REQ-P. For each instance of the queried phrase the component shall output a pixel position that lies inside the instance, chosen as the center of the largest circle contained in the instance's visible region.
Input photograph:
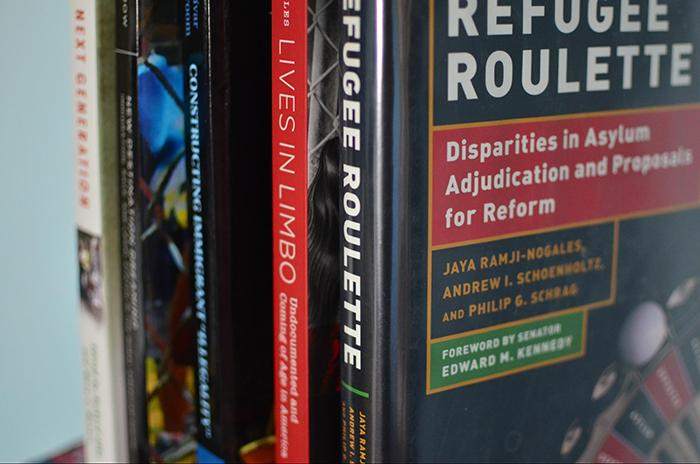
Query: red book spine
(290, 218)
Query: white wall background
(40, 384)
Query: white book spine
(100, 318)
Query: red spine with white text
(97, 219)
(305, 229)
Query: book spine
(127, 52)
(289, 222)
(102, 374)
(369, 228)
(200, 157)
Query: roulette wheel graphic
(645, 406)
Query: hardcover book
(520, 209)
(159, 324)
(228, 165)
(94, 86)
(305, 157)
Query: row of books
(339, 230)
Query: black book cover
(519, 223)
(228, 135)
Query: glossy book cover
(520, 209)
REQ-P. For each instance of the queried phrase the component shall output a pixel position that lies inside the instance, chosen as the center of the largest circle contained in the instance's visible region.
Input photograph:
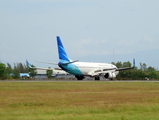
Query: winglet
(28, 64)
(134, 62)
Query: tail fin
(134, 62)
(28, 64)
(61, 51)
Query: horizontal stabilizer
(69, 62)
(47, 62)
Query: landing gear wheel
(97, 78)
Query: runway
(64, 80)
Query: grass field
(79, 101)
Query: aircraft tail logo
(61, 51)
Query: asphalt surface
(64, 80)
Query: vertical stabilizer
(61, 51)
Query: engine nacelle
(110, 75)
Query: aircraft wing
(47, 62)
(28, 64)
(120, 69)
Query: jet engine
(110, 75)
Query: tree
(2, 70)
(49, 73)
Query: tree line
(142, 73)
(9, 72)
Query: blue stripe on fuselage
(70, 68)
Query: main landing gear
(79, 77)
(97, 78)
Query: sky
(94, 31)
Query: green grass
(79, 100)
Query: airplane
(83, 69)
(56, 71)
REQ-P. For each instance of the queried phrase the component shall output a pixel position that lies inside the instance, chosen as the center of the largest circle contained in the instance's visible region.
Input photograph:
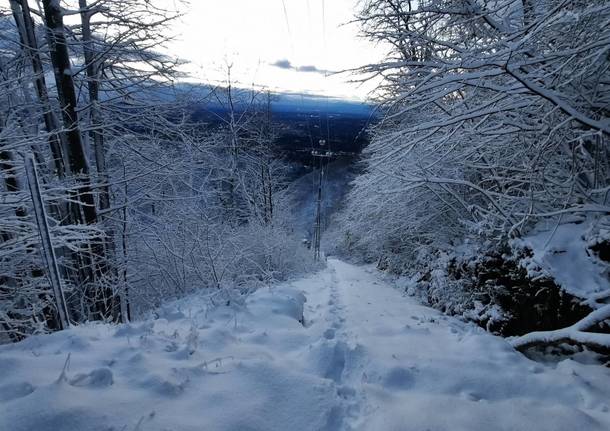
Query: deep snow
(366, 358)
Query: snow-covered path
(366, 358)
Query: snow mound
(563, 252)
(339, 350)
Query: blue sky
(288, 45)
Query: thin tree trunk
(27, 33)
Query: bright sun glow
(288, 45)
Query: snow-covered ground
(366, 358)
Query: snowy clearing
(366, 358)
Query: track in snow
(366, 358)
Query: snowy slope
(367, 358)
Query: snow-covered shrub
(493, 128)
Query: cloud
(283, 64)
(286, 64)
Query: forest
(181, 254)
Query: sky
(285, 45)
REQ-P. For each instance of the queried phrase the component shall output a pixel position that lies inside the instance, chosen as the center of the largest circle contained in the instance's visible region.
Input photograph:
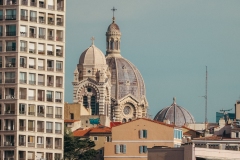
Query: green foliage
(78, 148)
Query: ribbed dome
(113, 27)
(92, 56)
(125, 79)
(175, 114)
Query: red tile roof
(99, 129)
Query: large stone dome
(125, 79)
(175, 114)
(92, 56)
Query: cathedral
(109, 84)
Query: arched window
(85, 101)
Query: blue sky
(170, 42)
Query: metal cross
(113, 9)
(92, 40)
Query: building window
(142, 149)
(120, 148)
(143, 133)
(71, 116)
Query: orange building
(131, 140)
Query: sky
(171, 42)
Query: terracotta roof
(162, 123)
(99, 129)
(70, 121)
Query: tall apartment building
(32, 44)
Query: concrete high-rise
(32, 44)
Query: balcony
(23, 81)
(60, 23)
(49, 115)
(23, 49)
(24, 18)
(40, 145)
(58, 147)
(58, 131)
(30, 144)
(22, 143)
(10, 48)
(51, 38)
(7, 143)
(12, 80)
(22, 128)
(58, 100)
(10, 17)
(34, 4)
(32, 35)
(40, 129)
(31, 129)
(50, 53)
(11, 33)
(49, 146)
(41, 36)
(49, 130)
(58, 116)
(24, 2)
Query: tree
(78, 148)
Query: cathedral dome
(175, 114)
(92, 56)
(125, 79)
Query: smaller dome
(92, 56)
(175, 114)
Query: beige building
(131, 140)
(32, 44)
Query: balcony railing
(32, 82)
(49, 145)
(49, 130)
(34, 4)
(40, 129)
(24, 65)
(12, 80)
(41, 36)
(60, 23)
(58, 116)
(11, 33)
(40, 145)
(24, 2)
(30, 144)
(22, 128)
(23, 81)
(31, 129)
(41, 83)
(10, 48)
(58, 131)
(22, 143)
(24, 18)
(50, 38)
(23, 49)
(49, 115)
(10, 17)
(32, 35)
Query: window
(72, 115)
(120, 148)
(143, 133)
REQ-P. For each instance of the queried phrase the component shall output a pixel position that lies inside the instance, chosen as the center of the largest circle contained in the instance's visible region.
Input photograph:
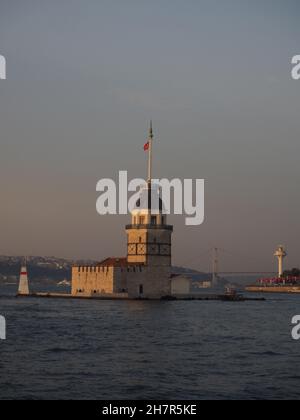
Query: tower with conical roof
(149, 237)
(23, 284)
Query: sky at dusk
(84, 78)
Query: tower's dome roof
(149, 200)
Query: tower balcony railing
(149, 226)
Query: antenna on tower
(150, 142)
(23, 284)
(215, 273)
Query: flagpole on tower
(150, 140)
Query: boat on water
(289, 284)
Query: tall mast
(150, 139)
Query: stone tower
(149, 237)
(149, 240)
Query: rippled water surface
(71, 349)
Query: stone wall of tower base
(138, 282)
(152, 283)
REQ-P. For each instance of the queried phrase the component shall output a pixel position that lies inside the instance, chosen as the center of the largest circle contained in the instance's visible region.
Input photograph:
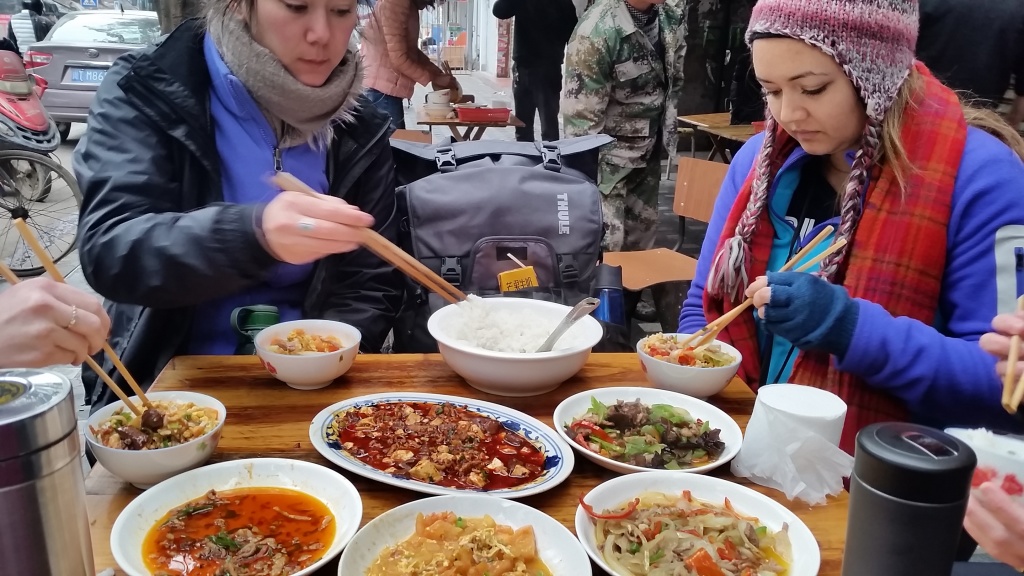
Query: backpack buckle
(567, 269)
(551, 159)
(444, 157)
(452, 270)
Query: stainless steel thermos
(908, 495)
(44, 530)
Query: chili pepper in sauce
(593, 428)
(728, 551)
(701, 563)
(630, 508)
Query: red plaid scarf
(896, 257)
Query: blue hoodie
(939, 371)
(249, 153)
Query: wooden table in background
(471, 130)
(704, 120)
(721, 134)
(267, 419)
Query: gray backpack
(464, 207)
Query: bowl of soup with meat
(308, 354)
(257, 517)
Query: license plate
(87, 75)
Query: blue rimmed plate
(559, 458)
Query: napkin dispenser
(908, 496)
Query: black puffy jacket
(155, 236)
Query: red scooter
(24, 122)
(30, 172)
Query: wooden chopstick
(12, 279)
(1010, 376)
(44, 258)
(713, 327)
(1012, 397)
(384, 248)
(710, 337)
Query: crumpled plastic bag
(783, 453)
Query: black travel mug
(908, 495)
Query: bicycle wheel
(31, 179)
(54, 221)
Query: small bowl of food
(1000, 459)
(464, 534)
(308, 355)
(491, 342)
(178, 434)
(698, 372)
(665, 523)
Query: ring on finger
(74, 317)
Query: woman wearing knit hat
(926, 193)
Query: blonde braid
(728, 276)
(851, 204)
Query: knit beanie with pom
(873, 42)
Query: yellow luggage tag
(518, 279)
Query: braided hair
(728, 277)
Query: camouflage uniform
(616, 84)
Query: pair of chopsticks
(50, 268)
(384, 248)
(1012, 397)
(708, 334)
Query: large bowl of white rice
(489, 342)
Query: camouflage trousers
(629, 203)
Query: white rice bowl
(507, 329)
(464, 333)
(1000, 459)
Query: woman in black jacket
(179, 223)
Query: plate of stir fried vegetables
(663, 524)
(634, 429)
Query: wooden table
(471, 130)
(267, 419)
(722, 134)
(704, 120)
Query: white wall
(486, 33)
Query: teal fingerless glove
(810, 313)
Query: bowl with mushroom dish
(178, 434)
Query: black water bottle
(608, 289)
(908, 495)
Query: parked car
(75, 55)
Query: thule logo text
(563, 213)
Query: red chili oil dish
(436, 443)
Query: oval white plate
(806, 554)
(578, 405)
(320, 482)
(559, 549)
(558, 457)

══════════

- Objective
The entries above are to be returned exactly, without their pictures.

- The result
REQ-P. For each instance of the queried phrase the component shall output a pixel position that lies inside the instance, chosen as the center of the largest circle contained in the instance's visible region.
Input photograph:
Query: red book spine
(290, 218)
Query: white wall background
(40, 384)
Query: white book spine
(100, 318)
Query: red spine with white text
(97, 219)
(305, 229)
Query: book spine
(127, 52)
(289, 222)
(102, 374)
(369, 228)
(200, 157)
Query: roulette wheel graphic
(645, 406)
Query: hardcover book
(520, 209)
(159, 324)
(228, 165)
(94, 86)
(305, 157)
Query: row of books
(339, 230)
Query: black book cover
(519, 223)
(228, 135)
Query: glossy book cover
(520, 209)
REQ-P. For each instance of the queried phrase the component shall output a pixel position that lies inside the instance, chosen as the center of the largest circle contained in the instance's visible region.
Input photograph:
Query: winglet
(28, 64)
(134, 62)
Query: tail fin
(134, 62)
(28, 64)
(61, 51)
Query: horizontal stabilizer
(69, 62)
(47, 62)
Query: landing gear wheel
(97, 78)
Query: runway
(64, 80)
Query: grass field
(79, 101)
Query: aircraft tail logo
(61, 51)
Query: asphalt surface
(64, 80)
Query: vertical stabilizer
(61, 51)
Query: engine nacelle
(110, 75)
Query: aircraft wing
(47, 62)
(28, 64)
(120, 69)
Query: jet engine
(110, 75)
Query: tree
(2, 70)
(49, 73)
Query: tree line
(142, 73)
(9, 72)
Query: blue stripe on fuselage
(70, 68)
Query: main landing gear
(79, 77)
(97, 78)
Query: sky
(94, 31)
Query: green grass
(79, 100)
Query: airplane
(83, 69)
(56, 71)
REQ-P. For each instance of the queried phrase the component shall output a pixel position that lies inside the instance, chosen as the center of the largest circle contained in the instance's visible region.
Input photograph:
Query: deep snow
(366, 358)
Query: snow-covered path
(366, 358)
Query: snow mound
(563, 252)
(339, 350)
Query: blue sky
(288, 45)
Query: thin tree trunk
(27, 33)
Query: bright sun glow
(288, 45)
Query: snow-covered ground
(366, 358)
Query: snowy clearing
(366, 358)
Query: track in snow
(366, 358)
Query: snowy slope
(367, 358)
Query: snow-covered shrub
(493, 128)
Query: cloud
(283, 64)
(286, 64)
Query: forest
(181, 254)
Query: sky
(285, 45)
REQ-P. For each instance of the queried phrase the component shall output a pixel position that lies inside the instance, chosen as the center of the largest circle contained in the instance's visible region.
Input photograph:
Query: green foliage
(78, 148)
Query: ribbed dome
(113, 27)
(92, 56)
(125, 79)
(175, 114)
Query: red tile roof
(99, 129)
Query: large stone dome
(125, 79)
(175, 114)
(92, 56)
Query: cathedral
(109, 84)
Query: arched window
(85, 101)
Query: blue sky
(170, 42)
Query: metal cross
(113, 9)
(92, 40)
Query: building window
(142, 149)
(120, 148)
(143, 133)
(71, 116)
Query: orange building
(131, 140)
Query: sky
(171, 42)
Query: terracotta roof
(162, 123)
(99, 129)
(70, 121)
Query: tall apartment building
(32, 44)
Query: concrete high-rise
(32, 44)
Query: balcony
(23, 81)
(60, 23)
(49, 115)
(23, 49)
(24, 18)
(40, 145)
(58, 147)
(58, 131)
(30, 144)
(22, 143)
(10, 48)
(51, 38)
(7, 143)
(12, 80)
(22, 128)
(58, 100)
(10, 17)
(34, 4)
(32, 35)
(40, 129)
(31, 129)
(50, 53)
(11, 33)
(49, 146)
(41, 36)
(49, 130)
(58, 116)
(24, 2)
Query: tree
(78, 148)
Query: cathedral dome
(175, 114)
(92, 56)
(125, 79)
Query: smaller dome
(92, 56)
(175, 114)
Query: beige building
(131, 140)
(32, 44)
Query: balcony railing
(32, 82)
(49, 145)
(49, 130)
(34, 4)
(40, 129)
(24, 65)
(12, 80)
(41, 36)
(60, 23)
(58, 116)
(11, 33)
(40, 145)
(24, 2)
(30, 144)
(22, 128)
(23, 81)
(31, 129)
(41, 83)
(10, 48)
(58, 131)
(22, 143)
(24, 18)
(50, 38)
(23, 49)
(49, 115)
(10, 17)
(32, 35)
Query: window
(72, 115)
(120, 148)
(143, 133)
REQ-P. For each instance of the queried phrase the component shall output a pixel position that lies inside the instance, chosen as the center of the largest circle contained in the instance's visible region.
Input photograph:
Query: tower with conical roof
(149, 237)
(23, 284)
Query: sky at dusk
(84, 78)
Query: tower's dome roof
(149, 200)
Query: tower balcony railing
(149, 226)
Query: antenna on tower
(150, 142)
(23, 284)
(215, 273)
Query: flagpole on tower
(150, 140)
Query: boat on water
(289, 284)
Query: tall mast
(150, 139)
Query: stone tower
(149, 237)
(149, 240)
Query: rippled water surface
(71, 349)
Query: stone wall of tower base
(138, 282)
(152, 283)
REQ-P. For each instance of the queried phrase the component shall output a pixel position that lies inside the instance, chosen as the center of the largest circle contained in the instance's visible region.
Input photograph:
Query: backpack buckle
(567, 269)
(551, 159)
(444, 157)
(452, 270)
Query: stainless steel thermos
(908, 495)
(44, 530)
Query: chili pepper in sauce
(593, 428)
(728, 551)
(701, 563)
(630, 508)
Query: red plaid scarf
(896, 257)
Query: blue hoodie
(939, 371)
(249, 153)
Query: wooden table in background
(471, 130)
(704, 120)
(721, 134)
(267, 419)
Query: gray backpack
(464, 207)
Query: bowl of soup with meat
(308, 354)
(257, 517)
Query: license plate
(87, 75)
Query: blue rimmed plate
(559, 458)
Query: napkin dispenser
(908, 496)
Query: black puffy jacket
(155, 236)
Query: red scooter
(24, 122)
(30, 172)
Query: wooden chopstick
(12, 279)
(1010, 376)
(44, 258)
(713, 327)
(1012, 397)
(384, 248)
(710, 337)
Query: crumpled plastic bag
(783, 453)
Query: black travel mug
(908, 495)
Query: bicycle wheel
(31, 179)
(54, 221)
Query: small bowl of food
(1000, 459)
(464, 534)
(308, 355)
(491, 342)
(178, 434)
(698, 372)
(665, 523)
Query: ring on finger
(74, 317)
Query: woman wearing knit hat
(926, 193)
Query: blonde braid
(728, 276)
(851, 204)
Query: knit beanie with pom
(873, 42)
Query: yellow luggage tag
(518, 279)
Query: braided hair
(728, 277)
Query: camouflage uniform
(616, 84)
Query: pair of chopsticks
(50, 268)
(384, 248)
(1012, 397)
(708, 334)
Query: large bowl of white rice
(489, 342)
Query: camouflage trousers
(629, 203)
Query: white rice bowl
(507, 329)
(464, 333)
(1000, 459)
Query: woman in black jacket
(179, 223)
Query: plate of stir fried vegetables
(663, 524)
(634, 429)
Query: wooden table
(471, 130)
(267, 419)
(722, 134)
(704, 120)
Query: white wall
(486, 33)
Query: teal fingerless glove
(810, 313)
Query: bowl with mushroom dish
(178, 434)
Query: black water bottle
(608, 289)
(908, 495)
Query: parked car
(75, 55)
Query: thule logo text
(563, 213)
Query: red chili oil dish
(436, 443)
Query: oval white plate
(806, 554)
(578, 405)
(320, 482)
(559, 549)
(558, 457)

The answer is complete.